INSTRUCTION:
Pictures stay out of the copy; restate everything else in the material exactly.

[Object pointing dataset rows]
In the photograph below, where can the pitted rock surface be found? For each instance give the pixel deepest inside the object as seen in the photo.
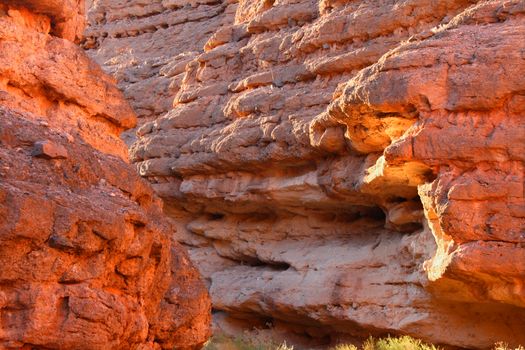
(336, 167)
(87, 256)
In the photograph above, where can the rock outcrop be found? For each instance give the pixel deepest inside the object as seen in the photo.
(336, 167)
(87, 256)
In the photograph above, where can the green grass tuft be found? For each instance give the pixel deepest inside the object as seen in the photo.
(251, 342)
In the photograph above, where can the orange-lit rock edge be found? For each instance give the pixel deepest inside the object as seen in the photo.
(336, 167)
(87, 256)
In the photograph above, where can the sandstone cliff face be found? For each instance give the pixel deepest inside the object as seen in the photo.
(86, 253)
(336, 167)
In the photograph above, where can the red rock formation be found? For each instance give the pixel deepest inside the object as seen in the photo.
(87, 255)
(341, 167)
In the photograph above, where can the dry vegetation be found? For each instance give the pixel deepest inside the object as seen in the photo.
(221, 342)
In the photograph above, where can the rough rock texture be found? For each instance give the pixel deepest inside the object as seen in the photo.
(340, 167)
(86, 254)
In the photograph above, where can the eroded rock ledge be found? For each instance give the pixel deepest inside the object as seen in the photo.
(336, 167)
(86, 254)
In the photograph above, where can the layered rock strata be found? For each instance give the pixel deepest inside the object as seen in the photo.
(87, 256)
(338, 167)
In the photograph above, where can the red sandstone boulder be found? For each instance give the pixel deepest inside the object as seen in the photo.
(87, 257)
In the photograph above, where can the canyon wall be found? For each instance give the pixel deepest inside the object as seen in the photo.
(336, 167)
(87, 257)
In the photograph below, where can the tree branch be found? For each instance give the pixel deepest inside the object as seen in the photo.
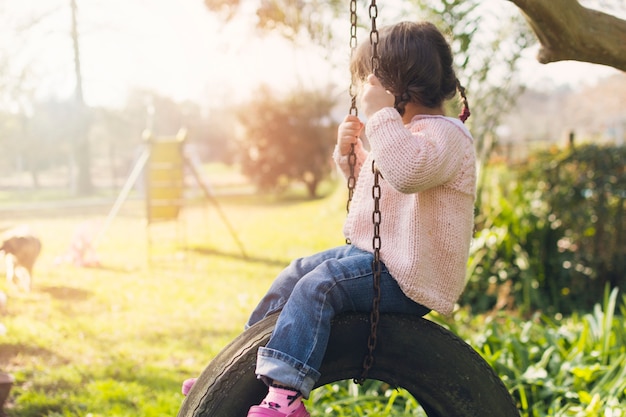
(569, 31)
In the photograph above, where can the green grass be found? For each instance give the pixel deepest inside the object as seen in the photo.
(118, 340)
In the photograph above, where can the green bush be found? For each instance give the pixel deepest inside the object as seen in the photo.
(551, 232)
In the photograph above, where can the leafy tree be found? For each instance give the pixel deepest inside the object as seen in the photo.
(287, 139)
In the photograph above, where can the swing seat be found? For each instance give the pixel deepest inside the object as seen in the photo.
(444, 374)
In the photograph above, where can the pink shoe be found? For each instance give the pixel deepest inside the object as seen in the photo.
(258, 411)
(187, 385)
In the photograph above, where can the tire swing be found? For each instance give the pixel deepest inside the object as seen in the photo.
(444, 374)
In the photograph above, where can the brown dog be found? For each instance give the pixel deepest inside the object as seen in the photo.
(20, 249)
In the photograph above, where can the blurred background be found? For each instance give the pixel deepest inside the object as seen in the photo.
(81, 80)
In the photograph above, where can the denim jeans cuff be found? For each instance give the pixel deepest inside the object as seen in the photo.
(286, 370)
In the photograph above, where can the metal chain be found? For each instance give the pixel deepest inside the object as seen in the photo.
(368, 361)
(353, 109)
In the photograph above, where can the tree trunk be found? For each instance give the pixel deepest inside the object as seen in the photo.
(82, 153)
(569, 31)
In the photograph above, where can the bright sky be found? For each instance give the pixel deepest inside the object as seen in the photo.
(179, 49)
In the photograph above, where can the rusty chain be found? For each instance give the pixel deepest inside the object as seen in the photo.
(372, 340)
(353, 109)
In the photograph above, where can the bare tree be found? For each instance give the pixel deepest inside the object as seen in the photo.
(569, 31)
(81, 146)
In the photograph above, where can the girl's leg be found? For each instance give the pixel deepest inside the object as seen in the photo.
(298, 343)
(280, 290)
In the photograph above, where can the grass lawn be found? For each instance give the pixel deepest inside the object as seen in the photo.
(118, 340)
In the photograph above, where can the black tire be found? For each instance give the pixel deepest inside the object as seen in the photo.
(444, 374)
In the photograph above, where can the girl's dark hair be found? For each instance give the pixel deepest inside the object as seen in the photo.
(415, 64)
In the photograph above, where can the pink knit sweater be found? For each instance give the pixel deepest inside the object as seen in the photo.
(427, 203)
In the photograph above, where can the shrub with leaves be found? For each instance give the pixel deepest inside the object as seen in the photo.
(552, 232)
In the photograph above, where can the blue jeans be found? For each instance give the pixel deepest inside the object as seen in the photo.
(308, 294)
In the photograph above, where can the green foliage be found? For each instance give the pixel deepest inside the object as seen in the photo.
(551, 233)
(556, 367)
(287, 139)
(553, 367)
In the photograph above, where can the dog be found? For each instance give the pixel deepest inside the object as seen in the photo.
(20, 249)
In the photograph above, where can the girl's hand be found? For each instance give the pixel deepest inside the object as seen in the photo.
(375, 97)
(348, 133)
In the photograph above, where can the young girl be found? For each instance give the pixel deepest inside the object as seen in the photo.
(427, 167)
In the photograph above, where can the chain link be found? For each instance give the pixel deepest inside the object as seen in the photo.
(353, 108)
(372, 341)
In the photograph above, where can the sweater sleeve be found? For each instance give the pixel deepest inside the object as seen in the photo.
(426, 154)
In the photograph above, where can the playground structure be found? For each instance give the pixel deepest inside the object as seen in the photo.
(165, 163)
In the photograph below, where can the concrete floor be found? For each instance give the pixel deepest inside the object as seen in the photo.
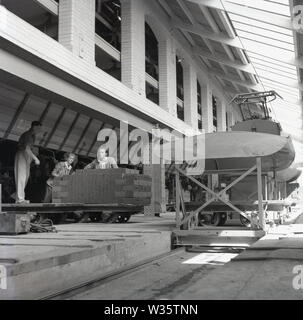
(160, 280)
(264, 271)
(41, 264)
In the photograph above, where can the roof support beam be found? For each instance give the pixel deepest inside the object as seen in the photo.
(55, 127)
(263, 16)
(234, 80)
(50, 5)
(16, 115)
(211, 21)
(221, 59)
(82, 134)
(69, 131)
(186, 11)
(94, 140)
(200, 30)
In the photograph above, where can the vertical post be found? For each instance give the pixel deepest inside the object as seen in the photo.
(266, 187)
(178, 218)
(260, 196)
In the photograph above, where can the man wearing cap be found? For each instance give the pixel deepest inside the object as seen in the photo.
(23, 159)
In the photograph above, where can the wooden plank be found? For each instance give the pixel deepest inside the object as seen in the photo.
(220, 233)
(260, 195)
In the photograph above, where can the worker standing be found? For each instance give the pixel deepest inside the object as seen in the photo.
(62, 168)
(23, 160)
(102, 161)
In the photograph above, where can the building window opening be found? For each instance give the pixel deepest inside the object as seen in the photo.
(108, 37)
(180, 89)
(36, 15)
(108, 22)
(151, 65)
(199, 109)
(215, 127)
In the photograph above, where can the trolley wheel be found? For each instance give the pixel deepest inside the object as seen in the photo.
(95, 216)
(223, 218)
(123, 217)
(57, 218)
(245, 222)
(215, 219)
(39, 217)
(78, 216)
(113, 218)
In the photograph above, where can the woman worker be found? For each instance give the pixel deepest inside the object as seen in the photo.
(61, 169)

EXERCISE RESULT:
In the photograph below, where can the pitted rock surface be found? For each instance give the pixel deepest inside the object as seen in the photo.
(336, 167)
(87, 256)
In the photograph above, where can the rock outcrop be found? For each instance give the pixel deepest inside the object as seen in the photo.
(336, 167)
(87, 256)
In the photograph above, where can the green grass tuft be found? For each instance give the pixel deepest inside the object as seen in the photo.
(251, 342)
In the photograph above, where can the orange-lit rock edge be found? For each instance give the pixel deepest inside the object as seen in the photo.
(336, 167)
(87, 256)
In the photograph above, where can the sandstone cliff face be found? For each instance give the pixel deepest inside the object as seen in the photo.
(86, 253)
(336, 167)
In the photograph above, where can the red rock formation be found? For each instance give the pixel deepest inside the object as seen in the photo.
(87, 255)
(341, 167)
In the photograph above, where can the dry vegetation be found? For each instance give the pixel deepest inside the object as seen in the photo.
(221, 342)
In the photograph above, where can the rough rock texture be found? For each instance give the pixel deepest inside the object as seen in the photo.
(340, 167)
(86, 254)
In the photograph above, where can the eroded rock ledge be found? For each instance give the pixel deepest inside the object as seen in the photo.
(336, 167)
(86, 254)
In the photograph above, where can the layered rock strata be found? For each instance give the pixel deepest inside the object as seen in the photo.
(87, 256)
(338, 167)
In the photograph above, where can the red sandstone boulder be found? For each instance give the pixel deepest inside the object as seen in the photo.
(87, 257)
In the photograph above, where can the canyon wall be found? For each instance give the pixel deepest inside the object as seen in the photo.
(336, 167)
(87, 257)
In the photograph below, where can the tree branch be found? For each instance give the pixel deepest inside the object as seen in the photo.
(569, 31)
In the photograph above, where can the green grass be found? For each instance give the pixel deepest inside the object as seen in the photo.
(118, 340)
In the photograph above, where can the green bush be found? For each instance give the pixel deepest inside the object as seen in the photo.
(551, 232)
In the photograph above, where can the leafy tree be found? For each instance give the pixel deepest inside the object as seen in the photo.
(287, 139)
In the photograph above, where can the swing seat be found? For each instance give the pixel deepest inside the object as seen in the photo.
(444, 374)
In the photograph above, where can the pink shoe be found? For each instance give the pixel deepest inside the object as seen in the photo.
(258, 411)
(187, 385)
In the photograph above, where can the tire swing be found? For each instance give the pixel deepest inside the object as seen in the photo.
(444, 374)
In the photograph above, where can the brown dog be found? For each instance give the pixel deepest inside the object as seen in the photo.
(20, 249)
In the photograph above, where can the blurred background be found? For each instance give the pixel deepest inside the object as seen in the photo.
(81, 80)
In the photograph above, where can the denim jeans cuff be found? For each instance give the pixel deepest inside the object as seen in the photo.
(286, 370)
In the photograph above, where can the metal chain be found? For each instance give the pixel deepest inside the object as seen in the photo.
(368, 361)
(353, 109)
In the photograph above, where can the tree trunk be found? For each instance give the pixel deepest inside the object as seen in the photo.
(82, 153)
(569, 31)
In the photograph above, where can the bright sky be found? For each instance give the pixel deepest inside the object as seen in the photo.
(179, 49)
In the photograph above, where can the rusty chain be found? For each instance give the pixel deepest inside the object as seen in the photo.
(372, 340)
(353, 109)
In the photograph above, where can the bare tree be found? For each instance give the pixel deepest inside the object as seen in the photo.
(569, 31)
(81, 146)
In the photograph above, where can the girl's leg be found? For each instance give the pixel deepest inside the object as seen in the photo.
(298, 343)
(280, 290)
In the photograph above, where can the grass lawn be found? For each instance give the pixel deepest inside the object as seen in the photo.
(118, 340)
In the photograph above, where can the black tire be found? For each instance give the pixel deepest inside the object as seen in the photo.
(444, 374)
In the photograph above, where can the girl's dark hair be found? For each instance give the pixel deepest inside the object as seen in the photo.
(415, 64)
In the photograph above, where can the pink knit sweater be found? For each instance give the pixel deepest inside the object as seen in the photo.
(427, 203)
In the photograph above, where can the shrub with leaves be found? For each instance give the pixel deepest inside the object as seen in the photo.
(552, 232)
In the photograph above, where can the blue jeans be found? For each instance give the pixel deepest inside the object as seen in the photo.
(308, 294)
In the photograph above, where can the green foliage be found? For each instance give the pixel deepest inside the object as seen in the photo.
(551, 233)
(556, 367)
(287, 139)
(553, 367)
In the photograph above, where can the dog be found? For each instance give the pixel deepest inside the object as seen in the photo.
(20, 249)
In the photograph above, where can the girl's hand be found? For each instance give the pixel deepest inside the object as seen in the photo.
(375, 97)
(348, 133)
In the photograph above, where can the young girl be found? For each instance give the pixel deepest inside the object as seen in the photo.
(427, 167)
In the photograph above, where can the chain link be found? For each instance give the pixel deepest inside the object as seen in the photo.
(353, 108)
(372, 341)
In the photograph above, where can the sweater sleeve be found? For each instance give the pixel deepest inside the object as seen in the photo.
(426, 154)
In the photograph above, where can the playground structure be found? For each instance give the pixel deepest inside the object as seen in the photo.
(165, 163)
In the photograph below, where can the concrete floor be found? For each instance give the pixel deepest inside the object as seen in the photo.
(160, 280)
(264, 271)
(41, 264)
In the photograph above, where can the roof support beam be found? For each instance give the pixel deepest inside the object as seen in the photo.
(55, 127)
(263, 16)
(234, 80)
(50, 5)
(16, 115)
(211, 21)
(221, 59)
(82, 134)
(69, 131)
(186, 11)
(94, 140)
(200, 30)
In the photograph above, where can the vertical post be found? For each instance give the pixel deepest inside the object as seen in the photo.
(266, 187)
(178, 218)
(260, 196)
In the photograph above, where can the man wearing cap be found? For each instance give the pixel deepest inside the object as seen in the photo.
(23, 159)
In the photograph above, where can the wooden plank be found? For each instance give the pixel deepest inside the object as seen in the photo.
(220, 233)
(260, 195)
In the photograph above, where can the worker standing be found? For each instance give the pixel deepest inside the object as seen in the photo.
(62, 168)
(23, 160)
(102, 161)
In the photograph above, where can the building window opening be found? For each instance give the pixel deepest inside the object as seen in the photo.
(108, 37)
(180, 89)
(36, 15)
(108, 22)
(151, 65)
(199, 109)
(215, 127)
In the photograph above, where can the trolley wheel be found? For each instance give the pixel deepest inside the object as seen in the photo.
(95, 216)
(223, 218)
(123, 217)
(57, 218)
(245, 222)
(215, 219)
(39, 217)
(78, 216)
(113, 218)
In the photograph above, where can the woman worker be found? For each instance give the pixel deepest inside the object as seen in the photo.
(61, 169)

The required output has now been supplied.